WORK TO COMPLETE: Output, with no changes, the span of lines that opens with the line containing "segment **state coat of arms**" and closes with the last line.

--- Begin EXERCISE MATERIALS ---

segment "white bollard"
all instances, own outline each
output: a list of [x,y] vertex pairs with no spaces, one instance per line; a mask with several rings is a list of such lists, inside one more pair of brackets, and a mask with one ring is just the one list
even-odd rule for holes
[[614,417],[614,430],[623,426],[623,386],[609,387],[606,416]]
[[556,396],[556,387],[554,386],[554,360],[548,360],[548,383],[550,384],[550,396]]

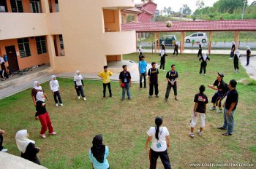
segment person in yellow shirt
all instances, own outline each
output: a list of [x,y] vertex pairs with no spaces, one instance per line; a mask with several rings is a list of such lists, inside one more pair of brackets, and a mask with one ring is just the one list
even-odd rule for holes
[[113,75],[113,73],[110,71],[108,71],[108,66],[104,66],[104,71],[100,72],[98,76],[102,79],[103,83],[103,98],[105,99],[106,98],[106,88],[108,86],[109,95],[110,98],[113,98],[112,92],[111,92],[111,86],[110,86],[110,76]]

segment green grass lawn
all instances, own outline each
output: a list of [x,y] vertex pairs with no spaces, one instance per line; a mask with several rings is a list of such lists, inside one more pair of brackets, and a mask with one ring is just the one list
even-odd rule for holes
[[[168,151],[173,168],[189,168],[189,163],[197,162],[256,165],[256,83],[254,81],[247,85],[238,84],[239,103],[232,136],[222,136],[222,131],[217,129],[223,123],[223,114],[210,111],[207,111],[206,127],[202,136],[195,135],[191,138],[188,135],[194,95],[198,93],[200,84],[213,84],[218,71],[225,74],[224,80],[227,83],[232,79],[249,80],[241,66],[239,74],[233,73],[233,61],[228,58],[211,55],[207,75],[200,76],[200,63],[195,55],[169,55],[165,66],[167,69],[171,64],[176,65],[180,100],[174,100],[172,90],[167,103],[163,103],[167,82],[166,71],[162,71],[159,98],[149,99],[148,88],[140,90],[139,84],[132,84],[132,100],[121,101],[118,83],[112,82],[114,98],[102,100],[101,82],[86,80],[85,93],[88,100],[84,101],[77,99],[72,79],[58,78],[64,106],[56,107],[48,82],[42,84],[50,98],[47,102],[47,109],[58,133],[57,135],[48,136],[46,139],[39,136],[41,125],[34,119],[35,109],[30,90],[26,90],[0,101],[0,127],[7,132],[4,145],[9,149],[9,153],[19,156],[15,135],[19,130],[27,129],[30,138],[41,148],[38,157],[42,165],[48,168],[91,168],[89,149],[93,137],[102,133],[105,144],[110,149],[110,168],[148,168],[148,152],[145,150],[146,132],[154,125],[155,117],[162,116],[163,126],[170,133]],[[138,54],[124,55],[124,59],[137,61]],[[159,62],[159,56],[147,54],[146,60]],[[214,91],[206,88],[205,93],[211,101]],[[207,109],[210,106],[211,103]],[[160,160],[158,168],[163,168]]]

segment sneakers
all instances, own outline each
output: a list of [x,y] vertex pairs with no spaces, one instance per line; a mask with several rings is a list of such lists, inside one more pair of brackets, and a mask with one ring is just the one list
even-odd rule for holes
[[189,133],[189,135],[191,137],[191,138],[194,138],[195,137],[195,135],[192,133]]
[[56,133],[54,131],[53,131],[52,133],[49,133],[49,135],[56,135],[56,134],[57,134],[57,133]]
[[217,111],[216,111],[216,113],[222,113],[222,110],[218,110]]
[[200,131],[200,130],[197,131],[197,134],[198,134],[199,135],[201,135],[202,133],[203,133],[203,131]]
[[7,152],[7,151],[8,151],[8,149],[2,149],[2,150],[1,150],[0,152]]

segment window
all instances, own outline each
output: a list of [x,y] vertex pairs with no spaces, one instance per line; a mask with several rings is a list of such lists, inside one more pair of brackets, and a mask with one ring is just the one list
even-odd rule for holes
[[64,50],[64,43],[63,43],[62,35],[59,35],[59,43],[61,44],[61,50]]
[[40,0],[29,0],[30,9],[33,13],[41,13]]
[[37,49],[38,55],[47,52],[45,36],[36,37],[36,43],[37,43]]
[[18,39],[20,58],[31,56],[29,38]]
[[23,12],[22,0],[10,0],[12,12]]

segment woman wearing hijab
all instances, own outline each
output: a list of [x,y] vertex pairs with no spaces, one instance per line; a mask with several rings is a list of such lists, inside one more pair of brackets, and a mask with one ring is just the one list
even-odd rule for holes
[[42,138],[45,138],[45,132],[47,130],[47,127],[49,130],[49,135],[56,135],[57,133],[53,131],[53,127],[50,122],[50,116],[48,112],[46,110],[46,104],[45,103],[45,95],[42,92],[37,92],[37,114],[39,115],[39,119],[41,122],[41,132],[40,135]]
[[16,144],[21,152],[20,157],[40,165],[40,162],[37,157],[37,154],[40,151],[40,149],[35,147],[34,141],[29,140],[29,137],[27,130],[21,130],[16,133]]
[[162,118],[157,117],[155,119],[155,127],[151,127],[148,130],[148,138],[146,142],[146,149],[148,149],[148,143],[152,141],[149,151],[150,169],[157,168],[157,161],[158,157],[160,157],[161,161],[165,169],[170,169],[170,163],[167,149],[170,147],[169,131],[165,127],[160,127],[162,124]]
[[161,53],[159,54],[159,55],[161,56],[160,69],[162,68],[163,71],[165,71],[165,56],[167,56],[167,55],[166,55],[165,50],[162,50],[162,52],[161,52]]
[[107,157],[108,148],[103,144],[102,135],[96,135],[92,141],[92,147],[89,150],[89,158],[94,169],[108,169]]
[[143,55],[143,54],[142,53],[142,47],[140,46],[139,48],[139,61],[141,61],[141,57]]
[[83,87],[84,86],[83,82],[83,76],[80,74],[80,71],[76,71],[75,74],[76,75],[74,76],[74,83],[75,88],[78,96],[78,99],[80,99],[80,95],[81,95],[83,98],[83,100],[86,101],[83,89]]
[[235,42],[232,42],[232,47],[231,47],[230,58],[230,59],[234,58],[235,50],[236,50]]
[[[31,90],[31,97],[33,100],[33,103],[35,107],[37,107],[36,101],[37,101],[37,92],[43,92],[45,95],[45,98],[47,101],[48,101],[48,98],[47,97],[44,90],[40,86],[40,83],[38,81],[34,81],[33,83],[33,88]],[[37,110],[36,109],[36,114],[34,115],[36,117],[36,119],[39,119],[39,116],[37,114]]]
[[251,49],[249,46],[246,47],[246,66],[249,66],[249,58],[251,57]]
[[202,57],[202,42],[199,43],[199,50],[198,50],[198,53],[197,53],[197,57]]
[[202,74],[202,71],[203,69],[203,73],[205,75],[206,75],[206,66],[207,66],[207,62],[210,60],[210,58],[206,55],[206,53],[204,52],[203,54],[203,56],[201,56],[201,58],[200,58],[199,61],[201,62],[201,65],[200,67],[200,71],[199,71],[199,74]]
[[[61,94],[59,93],[59,85],[58,80],[56,80],[56,76],[52,75],[50,79],[51,80],[50,81],[50,88],[53,95],[55,105],[58,106],[58,100],[59,100],[59,102],[61,106],[63,106]],[[58,100],[57,100],[57,98],[58,98]]]
[[236,50],[236,54],[234,55],[234,68],[235,73],[238,73],[239,72],[239,67],[238,67],[238,63],[239,63],[239,58],[240,58],[240,50]]

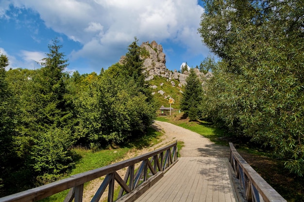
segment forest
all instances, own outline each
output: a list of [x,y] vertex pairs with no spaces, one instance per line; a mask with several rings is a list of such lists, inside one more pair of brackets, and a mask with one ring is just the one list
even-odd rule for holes
[[204,87],[202,117],[262,145],[303,176],[304,2],[203,1],[198,31],[219,60],[205,61],[214,76]]
[[156,109],[135,39],[123,64],[99,75],[65,72],[68,59],[57,38],[39,69],[6,71],[9,61],[1,55],[1,195],[60,178],[75,165],[73,147],[99,149],[146,133]]
[[[190,71],[181,108],[227,134],[256,144],[304,175],[304,3],[204,0],[198,29],[215,56]],[[42,67],[5,70],[0,56],[0,190],[43,184],[75,164],[75,146],[132,141],[155,118],[135,38],[123,64],[69,75],[56,39]]]

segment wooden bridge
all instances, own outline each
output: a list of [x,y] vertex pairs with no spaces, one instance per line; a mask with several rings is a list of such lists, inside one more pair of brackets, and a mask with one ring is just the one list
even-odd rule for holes
[[[0,202],[34,202],[67,189],[70,190],[65,202],[82,202],[84,184],[102,176],[104,179],[91,202],[100,201],[102,195],[106,195],[108,202],[286,202],[246,163],[233,144],[230,145],[229,157],[178,158],[174,142],[0,198]],[[124,168],[127,169],[123,179],[118,171]]]

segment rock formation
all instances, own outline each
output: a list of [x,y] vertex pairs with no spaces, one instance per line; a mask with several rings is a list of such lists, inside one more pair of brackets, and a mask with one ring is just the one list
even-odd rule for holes
[[[186,84],[186,80],[188,77],[187,71],[185,71],[183,74],[181,74],[178,72],[176,70],[172,72],[167,69],[166,55],[163,52],[162,45],[157,44],[155,41],[153,41],[151,44],[149,44],[149,42],[143,42],[140,45],[140,47],[145,48],[149,52],[148,55],[142,56],[141,58],[144,60],[143,72],[147,72],[148,75],[146,80],[152,80],[155,76],[157,76],[167,78],[173,87],[175,86],[175,83],[173,81],[171,82],[172,79],[177,80],[180,82],[178,84],[180,87]],[[121,56],[119,62],[122,63],[125,57],[125,56]],[[213,76],[211,72],[208,72],[205,75],[203,73],[200,72],[198,69],[195,69],[194,71],[202,81],[209,79]]]

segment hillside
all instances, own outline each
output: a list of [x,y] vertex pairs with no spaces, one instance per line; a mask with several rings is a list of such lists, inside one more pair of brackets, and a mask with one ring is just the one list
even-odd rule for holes
[[[179,83],[177,80],[174,79],[171,81],[175,83]],[[174,109],[180,109],[180,105],[182,94],[181,91],[183,87],[173,86],[170,81],[167,80],[165,78],[158,76],[154,76],[153,79],[150,80],[149,83],[159,108],[162,105],[165,107],[169,107],[170,106],[169,104],[169,98],[172,97],[175,100],[175,102],[171,107]]]

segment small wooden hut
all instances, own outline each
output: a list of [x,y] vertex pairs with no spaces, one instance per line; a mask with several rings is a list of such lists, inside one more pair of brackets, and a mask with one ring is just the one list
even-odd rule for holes
[[[171,108],[171,112],[173,111],[173,109],[174,109]],[[160,110],[160,116],[167,116],[170,114],[170,108],[165,108],[162,105],[161,108],[159,108],[159,110]]]

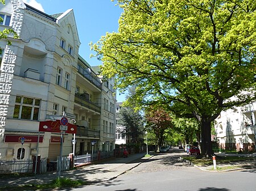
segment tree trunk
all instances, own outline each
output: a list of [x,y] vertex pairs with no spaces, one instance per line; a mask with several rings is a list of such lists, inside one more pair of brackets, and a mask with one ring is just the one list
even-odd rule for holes
[[201,125],[201,155],[205,157],[212,157],[214,155],[210,134],[210,121],[202,118]]

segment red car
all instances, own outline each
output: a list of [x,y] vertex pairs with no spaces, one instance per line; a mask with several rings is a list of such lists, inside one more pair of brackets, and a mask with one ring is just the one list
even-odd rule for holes
[[192,146],[189,149],[188,154],[189,155],[192,155],[192,154],[196,154],[197,155],[199,155],[200,154],[200,150],[199,149],[199,147]]

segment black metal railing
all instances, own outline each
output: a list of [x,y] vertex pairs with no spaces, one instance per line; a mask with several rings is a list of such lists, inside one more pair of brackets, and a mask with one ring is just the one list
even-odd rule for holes
[[100,137],[100,131],[77,126],[76,134],[79,136]]
[[94,111],[99,113],[101,112],[101,107],[89,100],[86,96],[79,94],[75,94],[75,102],[87,108],[92,109]]
[[94,84],[97,88],[101,89],[101,82],[98,78],[92,75],[88,69],[85,69],[80,65],[77,65],[77,70],[79,73],[84,77],[89,80],[92,83]]

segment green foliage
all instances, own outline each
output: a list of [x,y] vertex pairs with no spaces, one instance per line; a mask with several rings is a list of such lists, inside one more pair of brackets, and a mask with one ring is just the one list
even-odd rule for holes
[[[5,0],[0,0],[0,3],[5,5]],[[0,22],[2,22],[3,19],[0,17]],[[5,28],[3,31],[0,31],[0,39],[7,39],[8,37],[12,37],[14,39],[18,39],[19,37],[17,33],[11,28]],[[8,45],[11,45],[10,40],[7,40]],[[2,53],[2,49],[0,49],[0,53]]]
[[212,154],[210,122],[221,111],[255,100],[255,1],[118,4],[124,10],[118,32],[92,45],[103,74],[115,76],[121,90],[135,84],[134,100],[141,105],[156,102],[196,118],[202,152]]

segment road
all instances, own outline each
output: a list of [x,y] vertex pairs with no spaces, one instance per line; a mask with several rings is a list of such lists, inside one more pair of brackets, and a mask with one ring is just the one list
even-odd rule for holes
[[183,155],[177,150],[159,154],[112,181],[72,190],[256,190],[255,171],[203,171],[182,162],[179,157]]

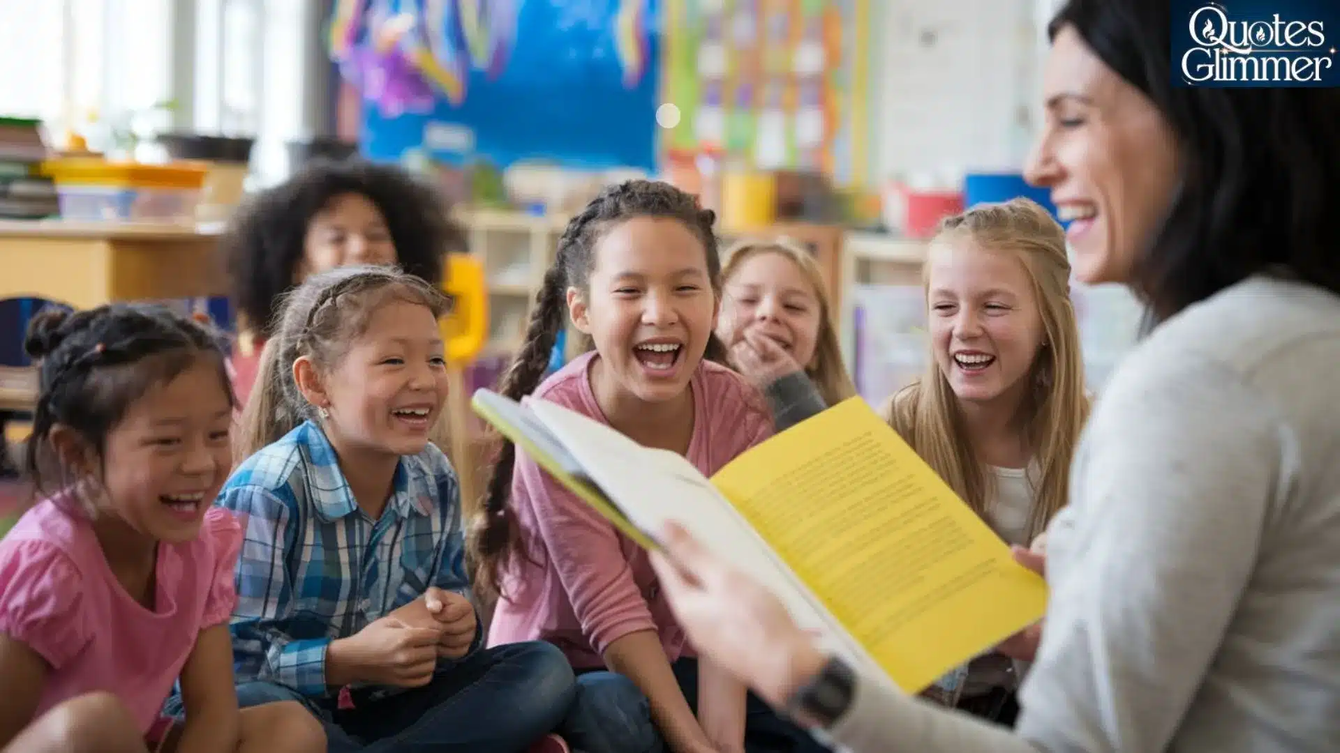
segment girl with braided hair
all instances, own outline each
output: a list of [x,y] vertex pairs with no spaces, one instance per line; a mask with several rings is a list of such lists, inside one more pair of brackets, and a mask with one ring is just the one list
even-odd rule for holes
[[484,647],[460,485],[429,442],[446,303],[395,267],[307,277],[265,343],[234,448],[247,460],[218,494],[247,532],[237,701],[303,703],[331,753],[555,750],[572,705],[553,646]]
[[[669,184],[606,189],[568,222],[500,391],[607,422],[706,474],[770,435],[766,403],[722,366],[713,334],[721,273],[714,218]],[[567,318],[594,350],[540,383]],[[481,516],[476,584],[497,596],[489,643],[543,639],[563,648],[578,674],[578,698],[560,728],[574,749],[815,745],[718,667],[699,666],[646,552],[511,442],[501,446]]]
[[[28,472],[43,498],[0,540],[0,749],[326,749],[297,703],[239,711],[228,618],[241,529],[224,354],[158,305],[34,319]],[[176,682],[186,721],[161,715]]]

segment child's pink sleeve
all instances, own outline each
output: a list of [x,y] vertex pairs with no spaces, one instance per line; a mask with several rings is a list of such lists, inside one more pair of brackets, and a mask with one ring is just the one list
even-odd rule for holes
[[83,608],[83,579],[47,541],[0,549],[0,632],[36,651],[59,670],[92,636]]
[[232,512],[210,508],[205,513],[200,536],[214,555],[209,596],[200,623],[205,628],[226,623],[237,606],[237,553],[243,548],[243,529]]

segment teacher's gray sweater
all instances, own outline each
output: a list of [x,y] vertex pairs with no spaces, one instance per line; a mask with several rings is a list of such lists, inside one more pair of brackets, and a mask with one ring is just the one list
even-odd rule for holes
[[1016,730],[860,681],[855,753],[1340,750],[1340,296],[1256,277],[1099,397]]

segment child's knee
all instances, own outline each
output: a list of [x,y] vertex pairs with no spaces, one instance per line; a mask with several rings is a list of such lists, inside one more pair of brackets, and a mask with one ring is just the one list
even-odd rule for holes
[[135,750],[143,733],[125,703],[111,693],[88,693],[66,701],[25,730],[35,749]]
[[244,748],[319,753],[326,750],[326,730],[307,706],[297,701],[275,701],[243,710]]
[[563,651],[544,640],[515,643],[508,648],[512,651],[509,661],[524,667],[529,693],[563,701],[564,706],[572,702],[576,678]]
[[598,671],[578,678],[576,701],[563,725],[570,742],[591,753],[658,750],[651,703],[627,677]]

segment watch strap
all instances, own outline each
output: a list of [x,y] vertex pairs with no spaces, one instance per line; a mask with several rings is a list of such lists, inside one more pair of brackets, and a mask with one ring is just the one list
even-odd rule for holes
[[797,720],[829,729],[847,713],[856,697],[856,673],[840,657],[832,657],[824,669],[792,693],[787,713]]

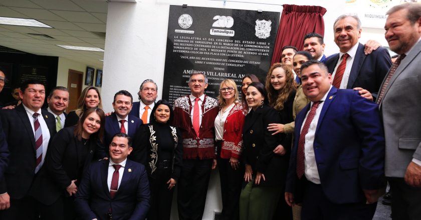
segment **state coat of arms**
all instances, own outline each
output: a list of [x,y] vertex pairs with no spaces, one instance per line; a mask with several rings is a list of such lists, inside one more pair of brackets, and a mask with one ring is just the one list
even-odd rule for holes
[[271,36],[271,30],[272,27],[272,22],[271,20],[262,20],[259,19],[256,20],[256,26],[255,26],[255,30],[256,30],[256,36],[259,38],[266,39]]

--- End EXERCISE MATERIALS ---

ANSWER BELOW:
segment **state coat of arms**
all instances, own outline each
output: a list of [x,y] vertex pairs with no spaces, one instance per line; a mask with several rings is a list of such lists, inside one more pair of brackets, and a mask with one ring is just the one list
even-odd rule for holes
[[271,36],[271,30],[272,27],[272,22],[271,20],[262,20],[259,19],[256,20],[256,26],[255,26],[255,30],[256,30],[256,36],[259,38],[266,39]]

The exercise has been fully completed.